**Problem requirements:**
From the passage on disaster response in China below, list every means by which the National Disaster Reduction Center provides decision-making reference and technical support.

Mainland China experiences a major natural disaster approximately every five years. A 7.9 magnitude earthquake on May 12, 2008 killed 69,000 people in Sichuan Province. The country has also been plagued by major floods and famine. Much of the disaster relief in the past ten to fifteen years has come from overseas. But recently, one of the highest-ranking officials from China took part in a televised address that demonstrated some of the latest technology that would make domestic disaster response more efficient. Modern China wants to begin to take care of their own programs.
The National Disaster Reduction Center
The National Disaster Reduction Center (NDRC) of the Ministry of Civil Affairs (MCA) is a specialized agency under the Chinese Government engaged in information services and supporting decisions on various natural disasters. It provides reference for disaster-management departments in their decision-making and technical support for China’s disaster-reduction undertakings by way of:
- collecting and analyzing disaster information,
- assessing disasters and emergency relief,
- and analyzing and studying disasters using such advanced technology such as remote sensing.
Non-Government Organizations such as the Amnity Foundation have been stepping in to educate local authorities on the various tiers of relief – from medical care, to counselling, to providing basic necessities such as food, water and temporary housing such as tents.
Intervention of foreign groups is slowly disappearing. The building of a relationship with a trusted NGO or foundation in China means that when disaster strikes, the Chinese can marshal their own resources. This also reduces any legal liability by having the resources passed to a Chinese foundation and having them distribute and document where the monies are going. For example, if a Chinese disaster relief worker is injured, then the Chinese relief organization can be responsible for medical care.

**Provided information:**
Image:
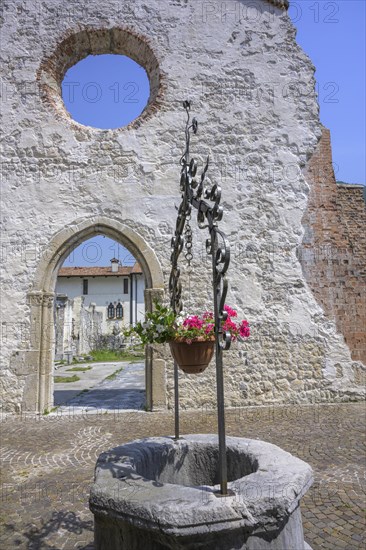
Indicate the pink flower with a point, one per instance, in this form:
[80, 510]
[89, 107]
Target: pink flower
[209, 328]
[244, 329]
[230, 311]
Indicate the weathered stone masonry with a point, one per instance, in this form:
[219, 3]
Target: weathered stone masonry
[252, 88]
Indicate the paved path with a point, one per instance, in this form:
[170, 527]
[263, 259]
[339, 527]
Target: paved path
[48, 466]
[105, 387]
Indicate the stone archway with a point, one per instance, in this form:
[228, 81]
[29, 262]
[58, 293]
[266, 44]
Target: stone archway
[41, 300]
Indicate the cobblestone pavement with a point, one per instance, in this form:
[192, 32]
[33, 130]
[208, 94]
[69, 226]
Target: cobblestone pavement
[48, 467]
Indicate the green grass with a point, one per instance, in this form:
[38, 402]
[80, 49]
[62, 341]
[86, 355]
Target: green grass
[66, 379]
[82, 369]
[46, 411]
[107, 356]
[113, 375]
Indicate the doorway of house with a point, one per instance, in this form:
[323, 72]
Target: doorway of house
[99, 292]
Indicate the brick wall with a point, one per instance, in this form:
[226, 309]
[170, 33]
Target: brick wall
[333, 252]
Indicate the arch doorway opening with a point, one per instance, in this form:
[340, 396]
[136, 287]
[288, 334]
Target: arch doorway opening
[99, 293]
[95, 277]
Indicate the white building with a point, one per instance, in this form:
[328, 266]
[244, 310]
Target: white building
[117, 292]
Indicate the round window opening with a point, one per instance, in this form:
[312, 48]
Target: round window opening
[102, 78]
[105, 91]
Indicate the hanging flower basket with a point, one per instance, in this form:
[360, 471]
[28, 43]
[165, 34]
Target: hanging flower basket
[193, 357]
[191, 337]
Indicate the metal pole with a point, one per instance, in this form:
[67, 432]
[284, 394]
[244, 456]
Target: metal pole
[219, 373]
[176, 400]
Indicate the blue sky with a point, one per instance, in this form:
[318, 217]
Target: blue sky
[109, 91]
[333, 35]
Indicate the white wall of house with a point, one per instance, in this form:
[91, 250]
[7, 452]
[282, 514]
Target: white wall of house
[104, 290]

* * *

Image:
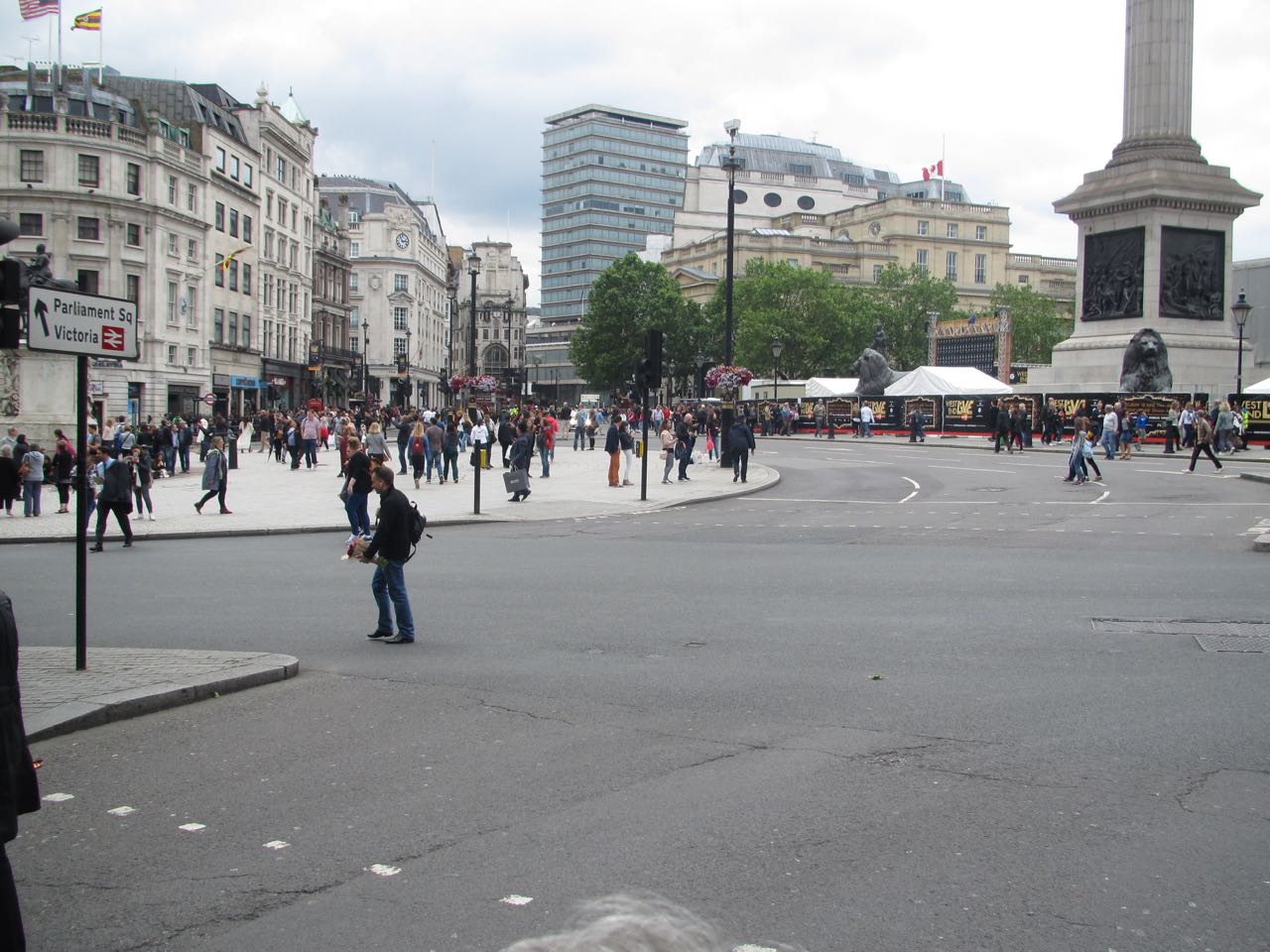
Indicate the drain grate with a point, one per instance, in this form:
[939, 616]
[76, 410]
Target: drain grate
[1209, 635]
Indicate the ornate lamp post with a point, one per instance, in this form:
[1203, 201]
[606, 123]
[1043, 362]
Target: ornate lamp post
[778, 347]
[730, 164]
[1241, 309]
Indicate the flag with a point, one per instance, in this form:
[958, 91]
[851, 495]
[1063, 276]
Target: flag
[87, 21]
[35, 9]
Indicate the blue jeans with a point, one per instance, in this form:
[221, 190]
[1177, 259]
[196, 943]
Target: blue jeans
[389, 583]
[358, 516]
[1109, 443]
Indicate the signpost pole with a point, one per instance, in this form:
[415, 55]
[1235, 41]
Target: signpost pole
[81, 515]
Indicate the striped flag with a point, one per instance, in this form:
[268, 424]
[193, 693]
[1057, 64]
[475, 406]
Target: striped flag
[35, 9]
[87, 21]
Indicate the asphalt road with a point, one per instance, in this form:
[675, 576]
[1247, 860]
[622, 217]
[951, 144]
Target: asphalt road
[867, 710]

**Written solution:**
- Collecting and analyzing disaster information
- Assessing disasters and emergency relief
- Analyzing and studying disasters using advanced technology such as remote sensing